## Verilen Metin:
Askeri Ressamlar
Primitifler ressamlarımızın da çok büyük çoğunluğu askeri amaçlı resim eğitimi alan asker kökenli ressamlardı. Açılan okullara yurt dışından resim öğretmenlerinin getirilmesi ile birlikte Türkiye’de batılı ve sivil anlamda ilk ressamlar yetişmeye başlamış, pek çoğu zaten asker kökenli olan bu ressamlar Primitifler olarak adlandırılmıştı. Askeri okullardan mezun olan ilk ressamlardan sonra Paris’te açılan Mekteb-i Osmanî resim sanatımızın gelişmesinde çok önemli gelişmeleri ortaya çıkardı. Bu okulda öğrenim görmek için Paris’e giden ve orada Fransız ressamlarından dersler alarak dönen ressamlar ilk Figürlü resimleri yapmaya başladılar.
Batı tekniği: Askeri yüksek okulların müfredat programlarına alınan desen dersleriyle başlayıp, ilk meyvesini İbrahim Paşa ile vermiştir. Osman Nuri Paşa, Süleyman Seyyid Bey, Şeker Ahmet Paşa, Hoca Ali Rıza(1885–1930) Halil Paşa, Hüseyin Zekai Paşa, ile Türk resminde figür üzerine kurulu köklü bir geleneğin başlatıcısı sayılabilecek Osman Hamdi (1842–1910) Batılı tarzda resim sanatımızın başlangıcındaki ilk önemli ressamlarımız olmuşlardır.
İlk ressamlarımız öğrenimleri esnasında, Paris sanat çevrelerini hâkimiyeti altında tutan Roman-tizm ve Neo Klasizme rağmen Courbet’in sanatını ihmal etmediler. Yurda dönüşlerinde Courbet’in renk ve canlılık endişesini getirmişlerdir. (19.yy.Çağdaş Resim Sanatımız ve Askeri Ressamlar)
Askeri ressamlar belli bir topluluk veya dernek çatısı altında toplanmış örgütlü bir sanatçılar biriliği olmasa aynı çağda aynı ortamda ve aynı dönemde ortaya çıkan aynı sanat mertebelerinde ve anlayışında bulunan askeri kökenden gelen ressamları ifade etmektedir.

## Veri kayıtları:
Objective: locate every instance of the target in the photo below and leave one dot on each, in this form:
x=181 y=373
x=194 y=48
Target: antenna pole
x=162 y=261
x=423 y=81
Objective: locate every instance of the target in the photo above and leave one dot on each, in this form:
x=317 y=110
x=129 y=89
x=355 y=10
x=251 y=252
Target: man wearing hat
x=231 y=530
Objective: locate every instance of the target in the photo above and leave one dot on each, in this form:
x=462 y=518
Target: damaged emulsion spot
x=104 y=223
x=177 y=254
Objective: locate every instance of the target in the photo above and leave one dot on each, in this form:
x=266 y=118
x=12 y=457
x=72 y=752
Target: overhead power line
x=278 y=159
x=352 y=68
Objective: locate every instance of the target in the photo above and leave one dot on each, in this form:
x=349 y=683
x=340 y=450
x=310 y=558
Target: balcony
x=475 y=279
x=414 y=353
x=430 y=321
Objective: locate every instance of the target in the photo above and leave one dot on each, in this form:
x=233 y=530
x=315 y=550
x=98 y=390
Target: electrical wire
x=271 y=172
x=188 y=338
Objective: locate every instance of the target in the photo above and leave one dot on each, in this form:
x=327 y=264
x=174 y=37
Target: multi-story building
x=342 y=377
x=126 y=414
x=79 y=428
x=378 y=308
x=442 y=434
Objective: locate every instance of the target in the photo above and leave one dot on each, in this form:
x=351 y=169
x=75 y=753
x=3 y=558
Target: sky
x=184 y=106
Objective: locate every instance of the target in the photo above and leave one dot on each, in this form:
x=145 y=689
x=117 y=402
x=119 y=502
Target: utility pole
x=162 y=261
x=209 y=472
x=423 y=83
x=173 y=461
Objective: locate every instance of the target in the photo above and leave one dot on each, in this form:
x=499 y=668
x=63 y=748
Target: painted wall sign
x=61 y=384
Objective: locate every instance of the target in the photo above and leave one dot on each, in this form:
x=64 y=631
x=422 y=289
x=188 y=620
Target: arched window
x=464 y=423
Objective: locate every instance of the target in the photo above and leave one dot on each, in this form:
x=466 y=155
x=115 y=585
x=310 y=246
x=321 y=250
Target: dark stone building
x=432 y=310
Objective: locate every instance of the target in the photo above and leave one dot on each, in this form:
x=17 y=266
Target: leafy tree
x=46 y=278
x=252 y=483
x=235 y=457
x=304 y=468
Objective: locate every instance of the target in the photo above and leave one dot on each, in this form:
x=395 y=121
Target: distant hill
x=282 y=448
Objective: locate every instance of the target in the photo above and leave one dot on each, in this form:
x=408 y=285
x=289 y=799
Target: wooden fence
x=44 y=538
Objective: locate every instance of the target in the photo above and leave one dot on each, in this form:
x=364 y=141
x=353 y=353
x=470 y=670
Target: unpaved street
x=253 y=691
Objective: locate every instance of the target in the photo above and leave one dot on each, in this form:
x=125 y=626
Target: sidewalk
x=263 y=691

## Yapılacak İş:
Askeri ressamlar metninde “Primitifler ressamlarımızın da” sözleriyle başlayan paragrafı, ana bilgilerini koruyarak kısa bir madde listesine dönüştürün.

## Çözüm:
- Primitif ressamlarımızın çok büyük çoğunluğu, askeri amaçlı resim eğitimi almış asker kökenli ressamlardı.
- Açılan okullara yurt dışından resim öğretmenleri getirilince Türkiye'de Batılı ve sivil anlamda ilk ressamlar yetişmeye başladı. Çoğu zaten asker kökenli olan bu ressamlara Primitifler adı verildi.
- Askeri okullardan mezun olan ilk ressamlardan sonra Paris'te açılan Mekteb-i Osmanî, resim sanatımızda çok önemli gelişmelere yol açtı.
- Bu okulda okumak için Paris'e gidip Fransız ressamlardan ders alarak dönen ressamlar, ilk figürlü resimleri yapmaya başladı.